►
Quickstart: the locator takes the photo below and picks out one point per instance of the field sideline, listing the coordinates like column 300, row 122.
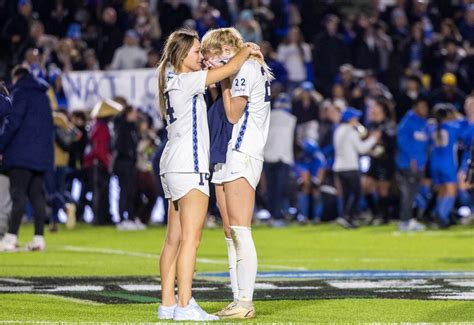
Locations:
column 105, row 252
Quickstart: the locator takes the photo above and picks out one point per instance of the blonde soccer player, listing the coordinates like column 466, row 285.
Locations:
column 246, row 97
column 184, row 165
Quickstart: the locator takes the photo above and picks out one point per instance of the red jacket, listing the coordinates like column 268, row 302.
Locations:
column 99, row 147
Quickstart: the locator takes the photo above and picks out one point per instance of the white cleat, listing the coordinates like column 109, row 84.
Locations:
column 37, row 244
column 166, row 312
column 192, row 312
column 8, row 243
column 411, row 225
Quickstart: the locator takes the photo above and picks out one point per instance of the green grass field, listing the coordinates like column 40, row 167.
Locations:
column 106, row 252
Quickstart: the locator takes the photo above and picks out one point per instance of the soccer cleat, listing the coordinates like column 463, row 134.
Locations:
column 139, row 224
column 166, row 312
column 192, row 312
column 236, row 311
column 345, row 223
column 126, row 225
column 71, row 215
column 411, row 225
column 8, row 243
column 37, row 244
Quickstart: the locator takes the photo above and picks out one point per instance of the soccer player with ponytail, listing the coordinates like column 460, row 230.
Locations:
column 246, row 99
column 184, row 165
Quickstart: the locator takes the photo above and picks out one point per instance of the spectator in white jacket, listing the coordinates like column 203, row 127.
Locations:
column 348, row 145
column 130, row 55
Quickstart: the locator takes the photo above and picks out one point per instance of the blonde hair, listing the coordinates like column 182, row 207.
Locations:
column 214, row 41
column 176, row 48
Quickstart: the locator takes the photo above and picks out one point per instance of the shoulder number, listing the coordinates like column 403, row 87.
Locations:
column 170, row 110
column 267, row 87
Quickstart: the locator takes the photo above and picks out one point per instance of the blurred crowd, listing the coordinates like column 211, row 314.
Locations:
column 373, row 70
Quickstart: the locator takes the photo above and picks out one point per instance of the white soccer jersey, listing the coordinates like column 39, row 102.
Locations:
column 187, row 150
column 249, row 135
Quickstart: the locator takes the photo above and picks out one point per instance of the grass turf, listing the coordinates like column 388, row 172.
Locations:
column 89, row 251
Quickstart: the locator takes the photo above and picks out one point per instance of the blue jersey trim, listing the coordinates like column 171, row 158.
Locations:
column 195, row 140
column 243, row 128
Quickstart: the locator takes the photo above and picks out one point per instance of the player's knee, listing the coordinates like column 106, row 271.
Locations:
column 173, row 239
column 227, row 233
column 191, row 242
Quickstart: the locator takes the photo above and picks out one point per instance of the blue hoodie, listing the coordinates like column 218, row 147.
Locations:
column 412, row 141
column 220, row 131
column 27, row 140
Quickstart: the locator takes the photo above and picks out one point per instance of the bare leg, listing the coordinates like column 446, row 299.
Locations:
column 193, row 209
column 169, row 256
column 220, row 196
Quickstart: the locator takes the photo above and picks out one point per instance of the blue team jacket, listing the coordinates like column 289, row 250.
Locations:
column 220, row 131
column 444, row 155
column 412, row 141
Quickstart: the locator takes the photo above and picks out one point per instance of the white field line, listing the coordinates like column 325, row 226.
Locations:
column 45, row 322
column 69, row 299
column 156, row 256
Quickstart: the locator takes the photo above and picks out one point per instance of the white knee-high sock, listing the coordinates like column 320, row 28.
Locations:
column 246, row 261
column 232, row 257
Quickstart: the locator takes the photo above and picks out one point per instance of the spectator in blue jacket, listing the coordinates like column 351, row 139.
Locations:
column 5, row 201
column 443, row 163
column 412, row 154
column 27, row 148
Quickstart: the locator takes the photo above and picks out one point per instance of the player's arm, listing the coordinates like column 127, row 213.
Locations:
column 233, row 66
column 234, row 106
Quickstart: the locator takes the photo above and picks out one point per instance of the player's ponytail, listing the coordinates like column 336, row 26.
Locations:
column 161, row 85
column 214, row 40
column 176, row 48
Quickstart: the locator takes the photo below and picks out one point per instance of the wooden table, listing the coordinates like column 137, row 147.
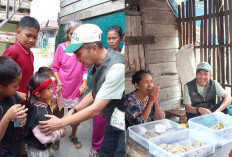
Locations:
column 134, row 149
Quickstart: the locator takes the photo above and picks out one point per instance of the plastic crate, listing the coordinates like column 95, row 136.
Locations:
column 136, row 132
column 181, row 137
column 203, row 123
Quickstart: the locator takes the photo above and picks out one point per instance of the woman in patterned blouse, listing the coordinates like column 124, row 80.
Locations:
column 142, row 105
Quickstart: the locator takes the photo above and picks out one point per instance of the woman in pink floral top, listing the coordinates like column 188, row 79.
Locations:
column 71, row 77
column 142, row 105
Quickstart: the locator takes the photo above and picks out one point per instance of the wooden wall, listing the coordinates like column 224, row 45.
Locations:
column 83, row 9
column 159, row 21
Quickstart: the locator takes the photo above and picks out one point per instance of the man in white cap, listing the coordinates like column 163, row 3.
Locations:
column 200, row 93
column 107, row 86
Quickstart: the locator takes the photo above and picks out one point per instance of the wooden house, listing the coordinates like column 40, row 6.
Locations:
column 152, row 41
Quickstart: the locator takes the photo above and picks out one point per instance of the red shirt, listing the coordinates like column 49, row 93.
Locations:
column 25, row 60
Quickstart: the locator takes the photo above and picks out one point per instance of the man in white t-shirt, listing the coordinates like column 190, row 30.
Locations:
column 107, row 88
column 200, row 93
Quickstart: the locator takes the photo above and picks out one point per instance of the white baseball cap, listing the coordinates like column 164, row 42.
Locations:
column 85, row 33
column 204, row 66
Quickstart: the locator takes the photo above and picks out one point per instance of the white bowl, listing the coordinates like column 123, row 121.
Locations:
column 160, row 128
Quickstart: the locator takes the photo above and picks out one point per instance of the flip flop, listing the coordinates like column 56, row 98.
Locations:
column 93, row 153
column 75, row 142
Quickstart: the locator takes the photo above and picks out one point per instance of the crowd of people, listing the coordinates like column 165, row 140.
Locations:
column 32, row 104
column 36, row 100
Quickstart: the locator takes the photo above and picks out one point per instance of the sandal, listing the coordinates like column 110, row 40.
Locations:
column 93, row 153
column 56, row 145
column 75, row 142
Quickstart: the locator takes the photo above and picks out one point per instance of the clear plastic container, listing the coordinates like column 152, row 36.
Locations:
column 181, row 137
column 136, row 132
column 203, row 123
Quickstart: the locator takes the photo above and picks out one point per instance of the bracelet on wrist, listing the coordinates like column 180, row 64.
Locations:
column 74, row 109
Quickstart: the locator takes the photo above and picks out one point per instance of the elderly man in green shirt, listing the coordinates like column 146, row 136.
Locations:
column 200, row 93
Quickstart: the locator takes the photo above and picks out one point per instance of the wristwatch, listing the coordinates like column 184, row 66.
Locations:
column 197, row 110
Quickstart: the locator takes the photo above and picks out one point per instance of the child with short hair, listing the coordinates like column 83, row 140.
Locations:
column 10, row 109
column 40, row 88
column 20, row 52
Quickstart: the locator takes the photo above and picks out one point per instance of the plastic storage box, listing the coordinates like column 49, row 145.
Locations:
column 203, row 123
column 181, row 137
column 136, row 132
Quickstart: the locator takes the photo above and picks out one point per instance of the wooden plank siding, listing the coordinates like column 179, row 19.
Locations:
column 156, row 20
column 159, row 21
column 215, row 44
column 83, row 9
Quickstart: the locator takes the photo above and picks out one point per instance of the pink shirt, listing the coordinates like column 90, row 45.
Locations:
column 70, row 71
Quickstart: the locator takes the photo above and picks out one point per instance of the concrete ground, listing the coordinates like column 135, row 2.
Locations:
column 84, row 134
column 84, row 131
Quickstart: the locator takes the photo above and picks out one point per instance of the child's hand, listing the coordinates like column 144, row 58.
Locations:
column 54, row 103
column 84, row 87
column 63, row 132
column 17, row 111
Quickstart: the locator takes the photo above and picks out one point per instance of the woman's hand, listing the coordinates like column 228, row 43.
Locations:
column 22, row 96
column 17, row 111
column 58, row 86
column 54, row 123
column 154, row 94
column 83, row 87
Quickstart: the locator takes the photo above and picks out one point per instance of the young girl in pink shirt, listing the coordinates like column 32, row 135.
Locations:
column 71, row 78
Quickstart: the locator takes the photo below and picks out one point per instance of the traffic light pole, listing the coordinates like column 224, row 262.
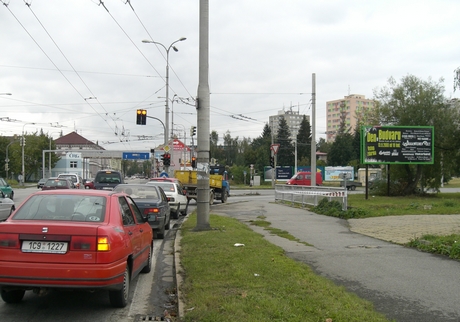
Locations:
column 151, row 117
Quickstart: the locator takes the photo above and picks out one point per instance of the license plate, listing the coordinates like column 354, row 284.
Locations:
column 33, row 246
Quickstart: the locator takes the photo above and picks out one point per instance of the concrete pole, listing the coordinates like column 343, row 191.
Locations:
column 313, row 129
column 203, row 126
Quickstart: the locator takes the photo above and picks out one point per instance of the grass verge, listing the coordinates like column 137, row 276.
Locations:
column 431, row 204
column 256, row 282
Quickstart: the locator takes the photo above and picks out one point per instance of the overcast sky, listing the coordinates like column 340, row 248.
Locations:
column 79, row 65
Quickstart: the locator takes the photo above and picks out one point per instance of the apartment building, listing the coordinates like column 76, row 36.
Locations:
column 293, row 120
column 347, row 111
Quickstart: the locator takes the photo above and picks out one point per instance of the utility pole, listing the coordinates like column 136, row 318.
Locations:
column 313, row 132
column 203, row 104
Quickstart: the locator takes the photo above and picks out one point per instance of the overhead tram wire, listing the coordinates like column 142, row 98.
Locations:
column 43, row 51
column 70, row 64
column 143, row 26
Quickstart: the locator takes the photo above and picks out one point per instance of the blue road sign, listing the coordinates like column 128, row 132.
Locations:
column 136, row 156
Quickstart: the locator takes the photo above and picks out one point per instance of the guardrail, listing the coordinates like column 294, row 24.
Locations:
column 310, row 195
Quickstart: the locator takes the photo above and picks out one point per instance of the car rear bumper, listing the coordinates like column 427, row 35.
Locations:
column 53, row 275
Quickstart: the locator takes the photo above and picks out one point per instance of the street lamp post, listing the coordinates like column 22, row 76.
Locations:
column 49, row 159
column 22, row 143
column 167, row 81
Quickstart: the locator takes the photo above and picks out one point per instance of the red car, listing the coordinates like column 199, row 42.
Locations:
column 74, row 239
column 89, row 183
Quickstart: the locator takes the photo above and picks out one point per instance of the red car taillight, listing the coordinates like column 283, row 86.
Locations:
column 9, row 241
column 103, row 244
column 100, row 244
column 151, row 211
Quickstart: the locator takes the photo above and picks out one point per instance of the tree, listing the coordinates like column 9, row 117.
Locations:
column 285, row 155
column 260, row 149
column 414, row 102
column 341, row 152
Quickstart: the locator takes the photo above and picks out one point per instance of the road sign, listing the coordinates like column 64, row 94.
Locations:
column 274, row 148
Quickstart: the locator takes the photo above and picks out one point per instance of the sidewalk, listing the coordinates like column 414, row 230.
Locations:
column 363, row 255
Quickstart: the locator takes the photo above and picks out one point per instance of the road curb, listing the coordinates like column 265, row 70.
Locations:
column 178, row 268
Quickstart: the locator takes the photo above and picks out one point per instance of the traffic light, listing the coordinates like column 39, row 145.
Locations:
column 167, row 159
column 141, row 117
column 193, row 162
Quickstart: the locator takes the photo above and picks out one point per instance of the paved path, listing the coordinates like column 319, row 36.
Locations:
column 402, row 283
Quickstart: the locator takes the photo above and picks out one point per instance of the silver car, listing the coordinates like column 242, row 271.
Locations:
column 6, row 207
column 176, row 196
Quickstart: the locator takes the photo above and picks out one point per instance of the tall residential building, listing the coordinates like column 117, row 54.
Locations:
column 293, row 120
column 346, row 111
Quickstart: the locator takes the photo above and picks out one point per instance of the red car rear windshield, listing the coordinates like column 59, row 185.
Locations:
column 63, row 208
◄
• _Aim of the exercise_:
The answer must consist of every line from the data that holds the string "player".

• _Solution_:
Quickstart: the locator takes the photo above and picks out one point per instance of the blonde soccer player, listing the coordinates like column 466, row 285.
Quickstart: the locator takes the photo above and picks out one point per instance of the soccer player with ponytail, listing the coordinates like column 460, row 230.
Quickstart: the locator takes the photo above and picks out one point per instance of the player's knee, listing the coordinates like column 106, row 271.
Quickstart: the locator takes the photo above and picks out one point per instance of the player's arm, listing the coordinates like column 127, row 213.
Quickstart: the locator takes the photo above and picks out one point per instance of the player's ponytail, listing the coordinates like column 336, row 26.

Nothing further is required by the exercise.